TASK GOAL. Extend the forum thread on C++ exceptions and destructors, continuing after its final sentence.

This scenario is contrived. Use RAII and you never have to worry about whether cleanup() is called. You can even write, with some macros, something like

    FINALLY(cleanup());
    dosomething();

> But the possibility that dosomething might throw an exception means that cleanupmight not get called.

You shouldn't care whether dosomething() throws: you should be using the language's scoped cleanup facilities to clean up on scope exit anyway, and doing that improves code clarity whether or not you use exceptions.

You're doing the wrong thing and then complaining that exceptions make code unclear. It's like complaining that a car doesn't float after you've driven off a dock.

Besides: exactly the same bug can occur in Rust, because panics. On the panic path, your cleanup() won't be called. And with "?", it's also easy to forget to call cleanup(), because "?" acts just like rethrowing an exception.

Exceptions, in practice, produce clear code. All the confusion scenarios people sometimes claim arise from the use of exceptions are just contrived.

C++'s unfortunately falls over when you throw an exception from a destructor, and also doesn't let us return error codes from destructors (not that any other language does).

How do you deal with this exceptional destructor problem in practice? Or does it not come up enough to warrant concern?

In practice, it's not a problem. If you really want to do something fallible on every success path, you can use an IIFE or a named function to isolate everything before the thing you want to do on the success path.

What cases do you have in mind?

  MyRAIIFile temp_file = ...;
  AddSomeStuffToFile(&temp_file); // threw something

  ~MyRAIIFile() {
    underlying_file.close(); // also threw something
  }

I can see that one correct answer would be to put a try-catch around the .close() call, but that's the wrong place for that logic in my case; I want the caller of the destructor to decide what to do to recover. Even Java's checked exceptions would cause chaos here. Only returning an error in the destructor's return type (with a must-use annotation of course) would force me to handle this situation at compile time... but C++ can't do that.

Any advice for this situation?

Linux confuses the issue somewhat. close(2) can report errors, and I'm guessing that when your close() throws an error, it's just propagating something it got from the operating system.

Thing is, close(2) errors aren't really errors. There are three cases: 1) close(2) succeeds; 2) close(2) fails with EBADF; and 3) close(2) fails with some other errors. In case #2, there's no problem. In case #2, your program has a logic bug and you should abort, not throw. In case #3, the close operation itself actually succeeded, and the kernel is just reporting some error that occurred during file writeback in the meantime.

Errors in case #3 should be ignored. If you care about file durability, call fsync(2) before close. Catching and propagating IO errors from close(2) ensures nothing, since the kernel is allowed to defer potentially-failing IO operations until after the close!

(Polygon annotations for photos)

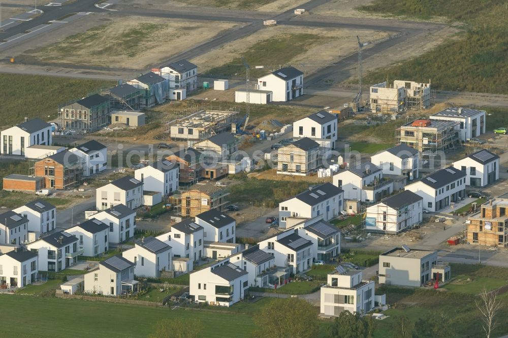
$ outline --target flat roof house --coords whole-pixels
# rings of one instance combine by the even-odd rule
[[[449,166],[406,185],[404,190],[423,197],[423,208],[435,212],[466,196],[466,173]]]
[[[109,123],[109,97],[94,94],[60,108],[58,117],[65,129],[95,131]]]
[[[367,208],[365,228],[369,232],[398,234],[422,222],[423,197],[405,190]]]
[[[437,261],[437,252],[409,249],[405,245],[379,255],[379,284],[419,287],[435,281],[450,278],[448,263]]]
[[[34,145],[51,146],[52,144],[51,125],[36,118],[25,121],[0,133],[2,153],[25,156],[26,148]]]
[[[486,149],[455,161],[453,165],[466,173],[466,185],[485,187],[499,179],[499,157]]]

FINAL RESULT.
When you say "In general, resource reclaim code should always be infallible", that sounds kind of optimistic (as this example shows, cleanup code is fallible), the question is just where we handle it. So, should I instead read this statement as "destructors shouldn't return"? And if so, is that because of the C++ limitation that destructors can't return, or fundamentally a best practice unrelated to the language?

No. Closing an invalid file descriptor is a logic bug. It's just as bad as an invalid pointer. When you notice one of these, you crash, because to continue means operating in some unknown and potentially dangerous state.

It's harder. If you're typing ?, you're aware that you're dealing with a result or option (with the values of the error case clearly documented in the type system), and aware of the fact that you might be returning early, and have forced your own function's signature to also be a result or option.

In contrast, I've had code where finger->Position.X occasionally threw. Because a finger was released, invalidating the old finger ID, before it even gave you the chance to process the finger up event to realize you shouldn't query that finger. Did you know you need to wrap every finger position query in a try/catch? I didn't, so this was just a rare crash bug for awhile. What exception did I catch? I don't remember (but not a null reference nor an access violation exception), and it's not documented, so in new code I guess I'd just try { ... } catch (Platform::Exception^) {} despite the fact that we all know catch-all do-nothing statements are terrible. At least I can minimize the scope!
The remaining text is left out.